__Description of the task__: Rewrite each of the rows below with "grateful" changed to "thankful" and nothing else altered.

__Data rows__:
## Begin
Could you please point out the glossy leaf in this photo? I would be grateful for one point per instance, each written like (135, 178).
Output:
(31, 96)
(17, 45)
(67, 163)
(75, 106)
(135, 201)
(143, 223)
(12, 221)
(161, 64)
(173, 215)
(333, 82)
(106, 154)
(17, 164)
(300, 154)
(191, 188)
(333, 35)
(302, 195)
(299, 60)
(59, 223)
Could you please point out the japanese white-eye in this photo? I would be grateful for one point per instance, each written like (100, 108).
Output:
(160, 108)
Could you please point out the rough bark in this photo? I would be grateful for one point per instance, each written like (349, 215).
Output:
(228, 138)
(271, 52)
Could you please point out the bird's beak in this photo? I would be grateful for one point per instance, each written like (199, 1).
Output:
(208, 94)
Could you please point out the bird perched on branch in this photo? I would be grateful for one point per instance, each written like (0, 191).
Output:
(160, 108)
## End
__Response to the exercise__:
Could you please point out the glossy leaf in this photo? I would be thankful for one point per instance, each written like (135, 178).
Output:
(31, 96)
(17, 45)
(67, 163)
(75, 106)
(135, 201)
(143, 223)
(12, 221)
(161, 64)
(173, 215)
(333, 82)
(106, 154)
(17, 164)
(300, 154)
(191, 188)
(333, 35)
(302, 195)
(299, 60)
(59, 223)
Could you please point out the japanese white-eye in this photo? I would be thankful for one point per instance, each written like (100, 108).
Output:
(160, 108)
Could you please point out the rough bark in this photo? I would be thankful for one point per instance, each written like (349, 215).
Output:
(228, 138)
(271, 52)
Could you please point out the bird's beak in this photo? I would be thankful for one point per instance, each written like (199, 1).
Output:
(208, 94)
Could you please point out the bird perched on branch in this photo? I would be thankful for one point per instance, each written like (0, 191).
Output:
(160, 108)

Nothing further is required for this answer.